Aim - Rewrite the lines from the line with "Definition first: for each instance of the blue and" through the end of the records, changing "streamer" to "ribbon" and leaving everything else as is. Give only those lines.
— Start of Task material —
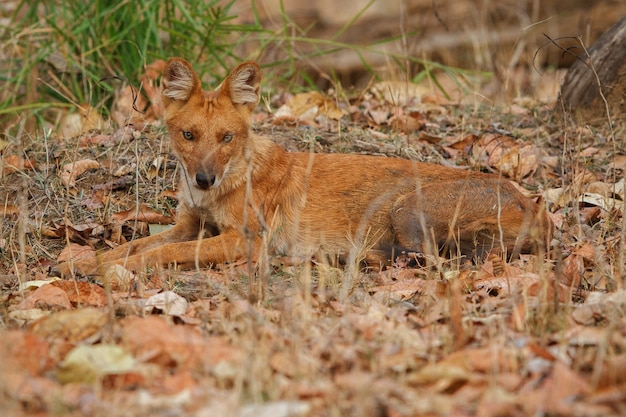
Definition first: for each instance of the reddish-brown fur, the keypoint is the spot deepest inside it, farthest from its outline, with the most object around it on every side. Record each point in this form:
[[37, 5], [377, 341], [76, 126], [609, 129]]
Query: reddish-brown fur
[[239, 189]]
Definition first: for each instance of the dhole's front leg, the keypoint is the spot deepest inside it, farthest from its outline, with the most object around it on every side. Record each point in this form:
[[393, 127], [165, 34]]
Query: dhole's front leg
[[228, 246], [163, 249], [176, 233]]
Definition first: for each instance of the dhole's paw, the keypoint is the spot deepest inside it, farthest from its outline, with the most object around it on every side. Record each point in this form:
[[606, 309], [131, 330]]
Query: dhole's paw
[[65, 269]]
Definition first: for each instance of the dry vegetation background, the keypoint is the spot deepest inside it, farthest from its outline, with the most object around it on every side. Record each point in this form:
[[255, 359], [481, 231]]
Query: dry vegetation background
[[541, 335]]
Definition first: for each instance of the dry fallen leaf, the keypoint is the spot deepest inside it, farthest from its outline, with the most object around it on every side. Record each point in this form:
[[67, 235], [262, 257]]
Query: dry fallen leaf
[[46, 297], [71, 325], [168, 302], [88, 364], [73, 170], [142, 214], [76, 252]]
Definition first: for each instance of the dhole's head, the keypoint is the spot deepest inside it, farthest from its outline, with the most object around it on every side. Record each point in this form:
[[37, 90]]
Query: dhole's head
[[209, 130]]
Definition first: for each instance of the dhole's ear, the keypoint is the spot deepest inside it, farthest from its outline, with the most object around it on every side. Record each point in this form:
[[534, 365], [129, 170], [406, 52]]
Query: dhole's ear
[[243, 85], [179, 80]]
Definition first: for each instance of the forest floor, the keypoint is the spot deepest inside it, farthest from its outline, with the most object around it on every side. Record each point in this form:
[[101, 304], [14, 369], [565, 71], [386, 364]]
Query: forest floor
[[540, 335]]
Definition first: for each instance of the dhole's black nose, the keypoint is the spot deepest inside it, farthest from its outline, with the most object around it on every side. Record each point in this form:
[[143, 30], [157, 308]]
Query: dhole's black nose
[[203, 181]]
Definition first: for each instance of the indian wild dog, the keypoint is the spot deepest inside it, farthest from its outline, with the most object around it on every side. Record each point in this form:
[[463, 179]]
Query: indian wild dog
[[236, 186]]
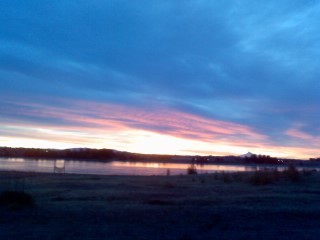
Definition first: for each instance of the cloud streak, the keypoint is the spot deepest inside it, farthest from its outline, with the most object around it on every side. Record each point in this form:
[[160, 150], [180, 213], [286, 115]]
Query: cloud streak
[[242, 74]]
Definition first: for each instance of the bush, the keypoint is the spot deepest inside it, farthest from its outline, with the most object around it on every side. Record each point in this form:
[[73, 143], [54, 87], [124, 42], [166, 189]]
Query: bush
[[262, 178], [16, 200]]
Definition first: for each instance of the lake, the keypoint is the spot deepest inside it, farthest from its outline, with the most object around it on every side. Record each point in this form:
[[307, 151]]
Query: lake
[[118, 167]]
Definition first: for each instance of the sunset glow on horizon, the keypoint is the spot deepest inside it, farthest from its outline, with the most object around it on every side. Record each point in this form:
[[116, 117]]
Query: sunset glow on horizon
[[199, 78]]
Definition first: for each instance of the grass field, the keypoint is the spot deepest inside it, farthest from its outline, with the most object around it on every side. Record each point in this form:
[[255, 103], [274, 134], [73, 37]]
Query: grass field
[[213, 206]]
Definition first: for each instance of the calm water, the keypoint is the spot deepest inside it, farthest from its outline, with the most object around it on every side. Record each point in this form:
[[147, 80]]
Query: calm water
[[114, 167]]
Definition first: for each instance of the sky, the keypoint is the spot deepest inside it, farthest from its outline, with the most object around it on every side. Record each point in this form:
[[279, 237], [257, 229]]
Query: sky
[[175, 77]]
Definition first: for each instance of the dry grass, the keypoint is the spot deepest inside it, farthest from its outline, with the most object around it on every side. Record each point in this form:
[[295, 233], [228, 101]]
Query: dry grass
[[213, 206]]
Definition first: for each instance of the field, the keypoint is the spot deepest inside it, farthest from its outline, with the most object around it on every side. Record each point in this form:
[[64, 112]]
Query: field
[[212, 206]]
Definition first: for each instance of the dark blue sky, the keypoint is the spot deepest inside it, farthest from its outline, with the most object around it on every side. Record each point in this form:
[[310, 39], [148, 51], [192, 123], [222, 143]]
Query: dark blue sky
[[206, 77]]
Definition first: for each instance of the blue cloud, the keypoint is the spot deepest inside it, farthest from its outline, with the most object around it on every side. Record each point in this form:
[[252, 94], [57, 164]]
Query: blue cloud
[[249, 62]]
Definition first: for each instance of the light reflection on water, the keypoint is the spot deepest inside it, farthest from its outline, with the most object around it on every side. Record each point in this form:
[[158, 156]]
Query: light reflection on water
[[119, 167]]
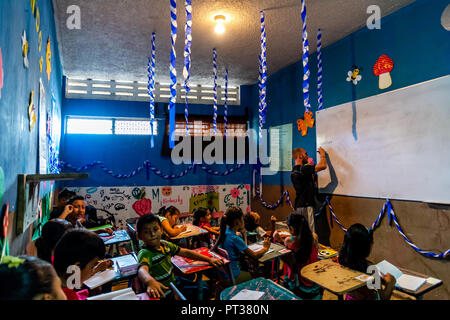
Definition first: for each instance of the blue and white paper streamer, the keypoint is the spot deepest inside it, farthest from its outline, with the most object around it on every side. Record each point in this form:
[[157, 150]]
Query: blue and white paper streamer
— End of Task material —
Expected answer -
Definition first: for each instance of the blue and white paper ribbon, the keypoint is the spot deepest inside it, farthest from its outline, with the most object around it on every side. Record each point in this form:
[[157, 150]]
Query: blue and white paper ribbon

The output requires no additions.